• _Extrait choisi_:
Du 15 décembre 2020 au 20 février 2021, le Centre d’art Contemporain Les Pénitents Noirs à Aubagne présente « Souffle » une exposition réalisée grâce aux prêts du Musée Réattu d’Arles et du Centre National des Arts Plastiques (CNAP).
« Souffle » est construit comme une proposition « multi-sensorielle, immersive et expérimentale ». Elle réunit une vingtaine de photographies de Luca Gilli, Corinne Mercadier et Jacqueline Salmon et un nombre équivalent de dessins de Jacques Réattu dont une des grandes peintures en « grisaille » conservées au Musée Réattu.
L’accrochage s’organise autour d’une installation de Hanna Hartman et de la diffusion via un plancher équipé de haut-parleurs de trois pièces sonores de la compositrice suédoise (Acoustic Catacombs, Cratère et Longitude). Ce dispositif convoque le corps du visiteur, « qui se mue en une caisse de résonance vibrant au rythme des pulsations de la ville d’Arles »…
« Souffle » affirme ainsi l’ambition de montrer « la visible immatérialité de l’air au travers d’œuvres sonores, photographiques et des dessins ».

• _Données fournies_:
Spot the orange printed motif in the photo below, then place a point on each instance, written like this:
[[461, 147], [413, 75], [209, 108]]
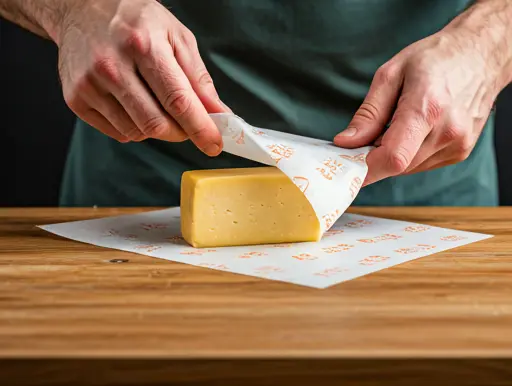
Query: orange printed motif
[[214, 266], [111, 233], [248, 255], [331, 168], [453, 238], [196, 252], [359, 158], [258, 132], [378, 239], [417, 228], [150, 227], [338, 248], [305, 256], [148, 248], [371, 260], [355, 185], [237, 135], [331, 272], [333, 232], [281, 245], [278, 152], [268, 269], [415, 249], [330, 218], [301, 182], [358, 224], [175, 239]]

• _Travail à faire_:
Répondez à ces questions d'après l'extrait choisi sur l'exposition « Souffle ».
1. Pendant quelle période l'exposition est-elle présentée ?
2. De quels photographes l'exposition réunit-elle des œuvres ?
3. Quels sont les titres des trois pièces sonores diffusées par le plancher ?

• _Réponse au problème_:
1. Du 15 décembre 2020 au 20 février 2021.
2. Luca Gilli, Corinne Mercadier et Jacqueline Salmon.
3. Acoustic Catacombs, Cratère et Longitude.